-- What to do --
With nothing left out, give the data back exactly.

*** Data for this exercise ***

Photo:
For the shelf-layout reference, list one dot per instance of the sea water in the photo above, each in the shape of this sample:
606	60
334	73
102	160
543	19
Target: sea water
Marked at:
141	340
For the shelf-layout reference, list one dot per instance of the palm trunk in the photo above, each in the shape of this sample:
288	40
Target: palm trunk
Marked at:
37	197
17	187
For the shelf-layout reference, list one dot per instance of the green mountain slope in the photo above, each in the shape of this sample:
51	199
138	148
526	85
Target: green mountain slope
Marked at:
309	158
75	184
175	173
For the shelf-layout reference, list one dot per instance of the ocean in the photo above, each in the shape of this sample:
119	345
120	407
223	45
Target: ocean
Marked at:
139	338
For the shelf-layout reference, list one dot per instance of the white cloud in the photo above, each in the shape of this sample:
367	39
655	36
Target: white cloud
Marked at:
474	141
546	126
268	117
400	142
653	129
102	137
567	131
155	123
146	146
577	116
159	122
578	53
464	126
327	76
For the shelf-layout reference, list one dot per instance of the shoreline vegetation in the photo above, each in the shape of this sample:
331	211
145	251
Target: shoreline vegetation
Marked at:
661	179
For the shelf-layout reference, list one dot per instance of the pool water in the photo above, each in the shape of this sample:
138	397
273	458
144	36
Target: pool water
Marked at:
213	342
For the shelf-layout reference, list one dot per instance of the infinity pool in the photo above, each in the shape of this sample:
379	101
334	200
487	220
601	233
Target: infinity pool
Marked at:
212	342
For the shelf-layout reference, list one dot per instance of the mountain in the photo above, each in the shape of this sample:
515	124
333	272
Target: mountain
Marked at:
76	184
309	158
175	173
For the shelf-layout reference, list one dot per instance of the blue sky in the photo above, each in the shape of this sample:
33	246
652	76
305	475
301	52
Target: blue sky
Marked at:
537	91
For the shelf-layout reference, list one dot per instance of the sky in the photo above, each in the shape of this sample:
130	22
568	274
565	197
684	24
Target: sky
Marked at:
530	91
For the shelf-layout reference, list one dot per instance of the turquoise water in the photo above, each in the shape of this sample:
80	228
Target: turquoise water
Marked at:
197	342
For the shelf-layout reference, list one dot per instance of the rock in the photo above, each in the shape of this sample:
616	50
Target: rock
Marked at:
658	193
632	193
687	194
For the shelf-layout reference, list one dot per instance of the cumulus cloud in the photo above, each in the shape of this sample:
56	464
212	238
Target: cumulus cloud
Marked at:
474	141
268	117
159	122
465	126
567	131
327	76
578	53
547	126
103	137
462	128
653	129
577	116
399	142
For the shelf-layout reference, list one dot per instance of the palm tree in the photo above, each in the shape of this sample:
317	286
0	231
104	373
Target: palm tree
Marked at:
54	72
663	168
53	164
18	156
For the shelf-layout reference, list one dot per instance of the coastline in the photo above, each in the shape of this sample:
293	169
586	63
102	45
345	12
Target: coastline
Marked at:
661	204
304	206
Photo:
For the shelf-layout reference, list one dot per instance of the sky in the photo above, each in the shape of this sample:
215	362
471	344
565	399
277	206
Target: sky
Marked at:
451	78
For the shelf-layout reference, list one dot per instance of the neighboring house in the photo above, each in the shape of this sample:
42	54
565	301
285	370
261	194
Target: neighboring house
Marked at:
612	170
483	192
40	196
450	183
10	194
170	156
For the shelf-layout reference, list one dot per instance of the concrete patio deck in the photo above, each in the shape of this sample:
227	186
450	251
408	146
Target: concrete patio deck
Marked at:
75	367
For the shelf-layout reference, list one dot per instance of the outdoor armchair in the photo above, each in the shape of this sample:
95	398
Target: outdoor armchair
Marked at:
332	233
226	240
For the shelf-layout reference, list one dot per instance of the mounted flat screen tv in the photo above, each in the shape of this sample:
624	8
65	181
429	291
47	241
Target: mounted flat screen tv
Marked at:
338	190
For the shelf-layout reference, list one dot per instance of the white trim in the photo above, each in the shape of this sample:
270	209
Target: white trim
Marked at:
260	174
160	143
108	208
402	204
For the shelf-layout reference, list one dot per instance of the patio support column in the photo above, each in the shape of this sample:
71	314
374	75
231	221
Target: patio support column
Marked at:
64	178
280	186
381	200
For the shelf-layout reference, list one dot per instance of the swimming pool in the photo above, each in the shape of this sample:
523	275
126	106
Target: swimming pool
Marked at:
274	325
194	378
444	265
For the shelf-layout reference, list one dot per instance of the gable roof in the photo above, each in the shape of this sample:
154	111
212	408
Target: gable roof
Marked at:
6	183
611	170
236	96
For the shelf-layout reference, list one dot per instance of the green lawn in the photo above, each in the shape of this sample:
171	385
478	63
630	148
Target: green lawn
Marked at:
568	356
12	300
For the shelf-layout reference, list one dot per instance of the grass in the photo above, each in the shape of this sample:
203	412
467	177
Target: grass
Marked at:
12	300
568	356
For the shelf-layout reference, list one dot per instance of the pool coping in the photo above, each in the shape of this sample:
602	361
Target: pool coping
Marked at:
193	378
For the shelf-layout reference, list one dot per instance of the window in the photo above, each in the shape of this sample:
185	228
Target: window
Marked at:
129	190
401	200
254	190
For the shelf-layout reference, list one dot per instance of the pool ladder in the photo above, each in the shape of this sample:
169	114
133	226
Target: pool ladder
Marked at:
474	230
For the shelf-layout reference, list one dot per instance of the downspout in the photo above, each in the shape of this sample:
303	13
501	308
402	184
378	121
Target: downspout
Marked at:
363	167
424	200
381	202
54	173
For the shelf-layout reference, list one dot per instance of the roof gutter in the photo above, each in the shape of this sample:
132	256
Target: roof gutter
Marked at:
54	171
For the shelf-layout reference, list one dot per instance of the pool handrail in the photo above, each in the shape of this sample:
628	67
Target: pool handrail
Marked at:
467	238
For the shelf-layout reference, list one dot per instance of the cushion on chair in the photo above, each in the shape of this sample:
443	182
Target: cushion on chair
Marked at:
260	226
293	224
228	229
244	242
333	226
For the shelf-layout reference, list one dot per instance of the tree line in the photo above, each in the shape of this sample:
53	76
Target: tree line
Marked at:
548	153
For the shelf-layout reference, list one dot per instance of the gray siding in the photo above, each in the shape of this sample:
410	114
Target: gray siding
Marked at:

*** End of Data for this exercise ***

-- Response for this exercise --
Photo:
For the shelf-layout reference, list one dot per instance of the sea water in the photo above, each in the shape of this sample:
606	60
334	73
102	160
543	19
Target: sea water
Marked at:
141	340
For the shelf-layout reference, list one dot per instance of the palm trunk in the photo above, each in the shape of this sample:
288	40
Target: palm trunk
Marked at:
37	197
17	187
For the shelf-layout reference, list one dot per instance of the green mountain slope in the photo above, each in the shape of this sample:
51	199
138	148
526	85
Target: green mountain slope
Marked at:
309	158
75	184
175	173
For the shelf-layout reference, list one dot per instance of the ocean in the photo above, each in the shape of this sample:
119	345
120	407
223	45
Target: ocean
Marked at:
139	338
For the shelf-layout reference, list one dot per instance of the white cloud in the photo above, each in the shape of this sample:
367	39
655	36
Target: white cloud
Marked at:
474	141
546	126
268	117
400	142
653	129
102	137
567	131
155	123
146	146
577	116
159	122
578	53
464	126
327	76
For the shelf-layout reference, list one dot per instance of the shoreline vegetation in the photo above, each in the shape of this sample:
331	211
145	251
Target: shoreline vegetation
Marked at:
661	179
For the shelf-layout reference, list one dot per instance of the pool water in the photo above, each in the shape of this sample:
138	397
273	458
144	36
Target: pool water
Marked at:
213	342
For the shelf-layout reference, list one dot per instance of the infinity pool in the photo above, each in the shape of this sample:
379	101
334	200
487	220
601	233
Target: infinity pool
Marked at:
212	342
For the shelf-layout reference, list one dot per instance of the mountain in the photo above, each in the shape of this sample:
515	124
333	272
Target: mountain
Marked at:
76	184
309	158
175	173
For the shelf-layout reference, list one dot per instance of the blue sky in the photo above, each in the shape of this sample:
33	246
652	76
305	475
301	52
Target: blue sky
Marked at:
537	91
For the shelf-layout reference, list one dot per instance of the sky in the photo above, each in the shape of this sample:
130	22
568	274
565	197
684	24
Target: sky
Marked at:
530	91
For the shelf-layout reference, list one dot per instance of the turquoise water in the photo above, each in the shape of this sample:
80	228
Target: turquoise water
Marked at:
197	342
For the shelf-layout reference, list one dot per instance of the rock in the photo above, each in the shape of this sample:
616	50
Target: rock
Marked at:
658	193
632	193
687	194
For the shelf-layout reference, list one dot per instance of the cumulus cloud in the photo above, each in the shape of this sample:
56	464
212	238
Target: cumulus cloud
Marked at:
474	141
268	117
159	122
465	126
567	131
327	76
578	53
547	126
103	137
462	128
653	129
577	116
399	142
For the shelf-layout reference, list one dot per instance of the palm tree in the photo above, each in the shape of this sample:
317	286
0	231
104	373
Target: palm tree
Marked at:
54	72
663	168
53	164
18	156
For the shelf-layout reference, list one dot per instance of the coastline in the photo above, each in the shape of this sample:
293	169
586	63
102	45
345	12
Target: coastline
Marked at:
661	204
304	206
Photo:
For the shelf-layout reference, list one dot per instance of the sky in the photo above, each in the shape of this sample:
215	362
471	344
565	399
277	206
Target: sky
Marked at:
451	78
For the shelf-layout reference, list one dot per instance of the neighboring house in the photo above, each in the shape of this sample:
42	54
565	301
285	370
261	194
Target: neighboring house
Marked at:
612	170
483	192
40	196
450	183
10	194
170	156
For the shelf-layout reference, list one dot per instance of the concrete patio deck in the photo above, each in the shape of this sample:
227	186
450	251
408	146
Target: concrete patio deck
Marked at:
75	367
For the shelf-layout reference, list one dot per instance of the outdoor armchair in the photo above, each in the shape of this sample:
95	398
Target: outdoor armchair
Marked at:
332	233
226	240
For the shelf-layout reference, list one dot per instance of the mounted flat screen tv in the photo above, each in the shape of this sample:
624	8
65	181
429	291
47	241
Target: mounted flat screen tv
Marked at:
338	190
For the shelf-layout reference, list one dot per instance of the white trim in the photo above, each in the shape of this sample:
270	209
Target: white trim
Marked at:
260	174
160	143
108	208
402	204
For the shelf-layout reference, list one dot per instance of the patio support column in the photo above, each in the shape of this sample:
71	314
374	75
231	221
Target: patio support column
Marked at:
64	178
280	186
381	200
For the shelf-layout reference, list one dot per instance of the swimming pool in the photo above, each in the shape of this sample:
523	275
126	106
Target: swimming pool
Marked at:
274	325
194	378
444	265
For the shelf-layout reference, list one dot per instance of the gable roof in the photo above, each in the shape of this sample:
154	111
212	408
Target: gable roof
Marked at:
6	183
611	170
236	96
For the shelf-layout reference, list one dot per instance of the green lawn in the photo above, each in the shape of this sample:
171	385
478	63
630	148
Target: green lawn
Marked at:
568	356
12	300
For the shelf-layout reference, list one dot per instance of the grass in the photo above, each in the shape of this sample:
203	412
467	177
Target: grass
Marked at:
12	300
568	356
For the shelf-layout reference, list one dot per instance of the pool coping in the photo above, each in the shape of this sample:
602	361
Target: pool coping
Marked at:
193	378
For the shelf-layout reference, list one dot per instance of the window in the photo above, each in the shape of this sample:
185	228
Target: window
Marked at:
129	190
401	200
254	190
For the shelf-layout reference, list one dot per instance of the pool ladder in the photo above, each in the shape of this sample:
169	114
133	226
Target: pool ladder
Marked at:
474	230
For the shelf-layout reference, list one dot per instance of the downspout in the photo above, each in the shape of this sample:
303	13
501	308
402	184
378	121
Target: downspout
Marked at:
363	167
424	200
381	202
54	173
For the shelf-layout reference, list one dot per instance of the roof gutter in the photo above, each in the shape of this sample:
132	256
Target: roof gutter
Marked at:
54	171
For the shelf-layout reference, list one dot per instance of the pool handrail in the photo above, each in the shape of this sample:
628	67
Target: pool handrail
Marked at:
467	238
For the shelf-layout reference, list one dot per instance of the cushion on chair in the photo above, each in the shape of this sample:
443	182
Target: cushion on chair
Marked at:
260	226
293	224
228	229
244	242
333	226
For the shelf-layout reference, list one dot per instance of the tree line in the photo above, each in the shape of this sample:
53	76
Target: tree line
Marked at:
548	153
For the shelf-layout reference, list one dot per instance of the gray siding in the photo above, each in the shape of this sample:
410	114
Target: gray siding
Marked at:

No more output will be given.